Records to process:
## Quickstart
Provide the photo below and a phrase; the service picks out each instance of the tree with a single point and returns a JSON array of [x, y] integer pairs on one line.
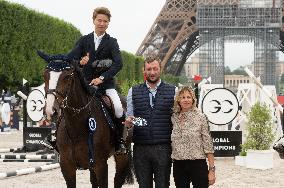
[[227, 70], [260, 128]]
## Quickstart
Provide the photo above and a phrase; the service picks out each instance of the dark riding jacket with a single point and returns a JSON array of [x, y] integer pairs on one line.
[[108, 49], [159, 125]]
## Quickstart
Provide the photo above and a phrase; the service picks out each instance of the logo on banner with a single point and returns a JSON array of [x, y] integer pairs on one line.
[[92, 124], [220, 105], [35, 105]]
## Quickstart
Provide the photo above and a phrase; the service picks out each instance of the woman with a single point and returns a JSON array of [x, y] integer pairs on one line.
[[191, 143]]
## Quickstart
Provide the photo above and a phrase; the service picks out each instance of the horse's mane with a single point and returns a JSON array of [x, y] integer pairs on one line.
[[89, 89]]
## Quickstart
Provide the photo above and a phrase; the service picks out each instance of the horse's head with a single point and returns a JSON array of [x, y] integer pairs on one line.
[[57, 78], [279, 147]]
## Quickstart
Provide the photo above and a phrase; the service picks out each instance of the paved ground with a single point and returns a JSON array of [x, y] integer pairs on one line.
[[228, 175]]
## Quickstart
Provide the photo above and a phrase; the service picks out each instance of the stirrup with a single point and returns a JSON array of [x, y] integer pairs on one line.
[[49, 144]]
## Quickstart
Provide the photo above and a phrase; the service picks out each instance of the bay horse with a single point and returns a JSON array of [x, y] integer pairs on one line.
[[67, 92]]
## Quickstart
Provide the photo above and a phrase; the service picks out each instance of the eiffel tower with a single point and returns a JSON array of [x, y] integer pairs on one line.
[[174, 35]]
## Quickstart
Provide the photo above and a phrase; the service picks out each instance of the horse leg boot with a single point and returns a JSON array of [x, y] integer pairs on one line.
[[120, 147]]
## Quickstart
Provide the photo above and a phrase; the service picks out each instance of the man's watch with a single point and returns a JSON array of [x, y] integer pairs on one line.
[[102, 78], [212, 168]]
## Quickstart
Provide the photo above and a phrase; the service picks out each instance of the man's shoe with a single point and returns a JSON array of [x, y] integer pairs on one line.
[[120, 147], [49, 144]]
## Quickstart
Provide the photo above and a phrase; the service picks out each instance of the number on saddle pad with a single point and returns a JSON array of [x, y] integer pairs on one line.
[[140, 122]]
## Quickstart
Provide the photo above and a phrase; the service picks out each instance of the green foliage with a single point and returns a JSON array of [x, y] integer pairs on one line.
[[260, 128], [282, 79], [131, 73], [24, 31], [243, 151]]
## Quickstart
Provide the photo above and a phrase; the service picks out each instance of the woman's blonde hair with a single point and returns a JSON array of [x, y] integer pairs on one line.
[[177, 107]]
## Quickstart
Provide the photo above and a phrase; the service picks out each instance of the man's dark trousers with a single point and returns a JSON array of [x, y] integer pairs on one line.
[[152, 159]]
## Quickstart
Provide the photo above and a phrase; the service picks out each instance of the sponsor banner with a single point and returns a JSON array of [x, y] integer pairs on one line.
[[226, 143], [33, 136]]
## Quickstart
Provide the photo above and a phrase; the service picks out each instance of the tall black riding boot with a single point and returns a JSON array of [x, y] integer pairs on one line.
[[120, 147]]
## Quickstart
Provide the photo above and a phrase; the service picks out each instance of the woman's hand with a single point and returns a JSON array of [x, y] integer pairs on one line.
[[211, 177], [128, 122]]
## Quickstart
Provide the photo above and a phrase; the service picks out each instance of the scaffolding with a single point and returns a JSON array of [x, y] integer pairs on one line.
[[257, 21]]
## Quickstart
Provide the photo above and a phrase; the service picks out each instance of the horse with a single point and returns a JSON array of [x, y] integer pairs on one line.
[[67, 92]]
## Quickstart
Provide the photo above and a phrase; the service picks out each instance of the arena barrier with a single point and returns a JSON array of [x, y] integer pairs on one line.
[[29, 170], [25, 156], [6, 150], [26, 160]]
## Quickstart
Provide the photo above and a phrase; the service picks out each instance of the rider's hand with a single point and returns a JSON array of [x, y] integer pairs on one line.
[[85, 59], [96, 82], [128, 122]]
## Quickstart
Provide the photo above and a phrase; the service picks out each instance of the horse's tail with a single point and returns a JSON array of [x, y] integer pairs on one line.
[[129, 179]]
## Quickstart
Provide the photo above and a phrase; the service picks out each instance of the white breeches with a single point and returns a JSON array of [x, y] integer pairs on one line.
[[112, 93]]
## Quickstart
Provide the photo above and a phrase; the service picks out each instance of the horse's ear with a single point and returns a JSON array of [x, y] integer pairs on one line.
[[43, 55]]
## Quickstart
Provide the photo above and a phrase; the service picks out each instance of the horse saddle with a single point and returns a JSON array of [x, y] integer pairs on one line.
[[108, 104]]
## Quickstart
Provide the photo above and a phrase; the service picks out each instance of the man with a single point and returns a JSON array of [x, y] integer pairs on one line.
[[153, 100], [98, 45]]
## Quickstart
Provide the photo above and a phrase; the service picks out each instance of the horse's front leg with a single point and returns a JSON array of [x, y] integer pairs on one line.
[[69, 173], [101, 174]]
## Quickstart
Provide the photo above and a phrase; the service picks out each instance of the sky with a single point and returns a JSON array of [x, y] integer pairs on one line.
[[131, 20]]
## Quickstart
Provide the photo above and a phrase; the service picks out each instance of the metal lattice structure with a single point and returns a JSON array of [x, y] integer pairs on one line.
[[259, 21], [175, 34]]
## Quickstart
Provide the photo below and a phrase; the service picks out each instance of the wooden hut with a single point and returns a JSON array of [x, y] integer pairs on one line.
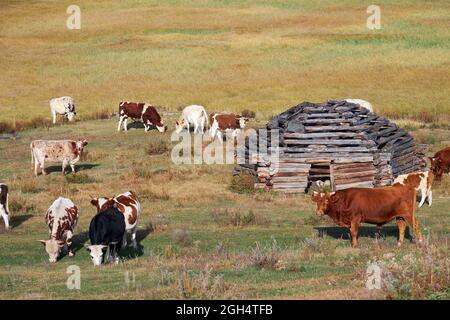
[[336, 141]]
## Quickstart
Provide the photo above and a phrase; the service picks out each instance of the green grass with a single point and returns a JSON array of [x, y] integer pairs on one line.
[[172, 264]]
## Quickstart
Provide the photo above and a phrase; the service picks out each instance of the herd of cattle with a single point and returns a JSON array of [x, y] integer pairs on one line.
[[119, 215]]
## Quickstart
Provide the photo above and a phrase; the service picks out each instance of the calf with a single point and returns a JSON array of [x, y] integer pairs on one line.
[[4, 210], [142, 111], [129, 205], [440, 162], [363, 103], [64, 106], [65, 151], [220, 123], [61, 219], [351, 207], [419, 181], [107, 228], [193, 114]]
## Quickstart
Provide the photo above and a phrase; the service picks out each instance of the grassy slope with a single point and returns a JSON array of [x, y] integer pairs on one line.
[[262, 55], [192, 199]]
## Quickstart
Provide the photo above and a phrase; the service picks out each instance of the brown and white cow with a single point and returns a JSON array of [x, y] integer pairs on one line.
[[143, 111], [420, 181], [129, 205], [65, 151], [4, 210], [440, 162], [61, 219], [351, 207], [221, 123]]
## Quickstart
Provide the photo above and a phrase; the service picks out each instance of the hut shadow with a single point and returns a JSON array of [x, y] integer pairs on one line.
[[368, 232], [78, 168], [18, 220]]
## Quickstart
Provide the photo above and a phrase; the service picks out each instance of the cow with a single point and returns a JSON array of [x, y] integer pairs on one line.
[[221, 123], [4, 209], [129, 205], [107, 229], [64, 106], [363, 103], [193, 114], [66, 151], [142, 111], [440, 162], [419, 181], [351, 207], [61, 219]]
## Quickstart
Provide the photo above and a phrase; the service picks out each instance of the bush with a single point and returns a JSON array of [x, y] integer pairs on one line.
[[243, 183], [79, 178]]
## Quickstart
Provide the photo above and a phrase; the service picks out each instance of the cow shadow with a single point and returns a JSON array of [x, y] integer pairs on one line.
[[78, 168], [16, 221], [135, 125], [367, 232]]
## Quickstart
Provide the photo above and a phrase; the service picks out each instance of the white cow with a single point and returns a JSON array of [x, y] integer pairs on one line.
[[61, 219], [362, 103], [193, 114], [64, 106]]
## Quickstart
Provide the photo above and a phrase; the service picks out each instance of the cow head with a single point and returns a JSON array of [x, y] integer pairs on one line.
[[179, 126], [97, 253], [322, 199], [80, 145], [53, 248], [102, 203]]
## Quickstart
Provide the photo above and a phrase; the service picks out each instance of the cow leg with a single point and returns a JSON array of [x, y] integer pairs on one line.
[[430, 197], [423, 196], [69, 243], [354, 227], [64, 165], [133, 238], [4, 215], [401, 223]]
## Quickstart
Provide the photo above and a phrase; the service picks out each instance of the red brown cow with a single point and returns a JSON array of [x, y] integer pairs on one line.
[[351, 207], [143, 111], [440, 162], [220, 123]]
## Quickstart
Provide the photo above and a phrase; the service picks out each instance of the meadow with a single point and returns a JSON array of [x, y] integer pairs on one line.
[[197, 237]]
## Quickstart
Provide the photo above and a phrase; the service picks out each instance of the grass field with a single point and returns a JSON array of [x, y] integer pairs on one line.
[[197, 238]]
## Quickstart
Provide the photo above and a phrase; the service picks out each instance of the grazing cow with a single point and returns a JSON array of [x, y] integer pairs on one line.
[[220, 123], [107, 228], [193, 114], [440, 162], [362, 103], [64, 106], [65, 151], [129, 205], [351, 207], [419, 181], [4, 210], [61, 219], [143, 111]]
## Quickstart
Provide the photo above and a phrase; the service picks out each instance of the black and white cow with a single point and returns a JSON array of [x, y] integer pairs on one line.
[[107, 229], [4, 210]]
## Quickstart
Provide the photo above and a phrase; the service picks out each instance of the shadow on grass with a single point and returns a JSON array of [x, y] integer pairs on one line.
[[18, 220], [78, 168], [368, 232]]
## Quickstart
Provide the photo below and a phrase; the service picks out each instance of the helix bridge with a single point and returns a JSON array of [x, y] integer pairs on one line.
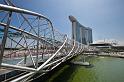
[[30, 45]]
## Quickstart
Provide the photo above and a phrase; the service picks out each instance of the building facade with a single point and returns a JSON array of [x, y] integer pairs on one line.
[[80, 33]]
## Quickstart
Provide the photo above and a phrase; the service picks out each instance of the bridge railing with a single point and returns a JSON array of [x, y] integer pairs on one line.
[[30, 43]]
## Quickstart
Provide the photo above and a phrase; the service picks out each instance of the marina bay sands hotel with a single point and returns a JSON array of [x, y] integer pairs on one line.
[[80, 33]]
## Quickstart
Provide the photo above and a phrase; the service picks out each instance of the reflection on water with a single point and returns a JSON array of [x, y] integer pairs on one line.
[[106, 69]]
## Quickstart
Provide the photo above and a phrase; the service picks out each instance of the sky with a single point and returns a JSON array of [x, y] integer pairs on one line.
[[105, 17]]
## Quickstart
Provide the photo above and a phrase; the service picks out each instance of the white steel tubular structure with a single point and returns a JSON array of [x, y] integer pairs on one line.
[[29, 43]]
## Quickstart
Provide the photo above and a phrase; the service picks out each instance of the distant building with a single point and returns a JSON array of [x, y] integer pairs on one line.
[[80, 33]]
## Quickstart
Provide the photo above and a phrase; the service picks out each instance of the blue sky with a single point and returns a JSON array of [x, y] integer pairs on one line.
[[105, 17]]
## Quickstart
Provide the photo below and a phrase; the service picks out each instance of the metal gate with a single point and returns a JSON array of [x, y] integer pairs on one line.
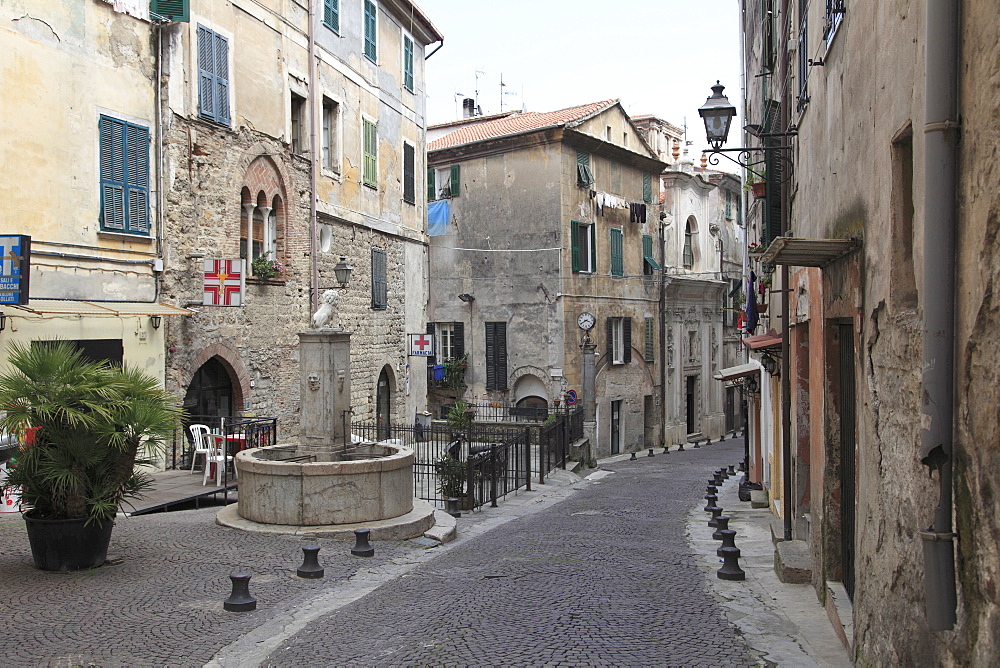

Problem requirements:
Filter the records, keeping each line that contains the word "woman" and treating uppercase and lowercase letters as different. Copy those lines out unchanged.

Task solution:
Provide the photo above and a phrase; the service picks out each instance of the woman with a single point and returns a JSON array of [x, y] integer pairs on one line.
Provide the photo above and a phrase; the service picks out each instance of the woman's blonde hair with a single point and returns a JSON array of [x, y] integer pairs on one line.
Provide the photo above and a phrase; the service picks out each instance of the woman's hand with a single point and returns a JSON array of [x, y] integer pairs on one line.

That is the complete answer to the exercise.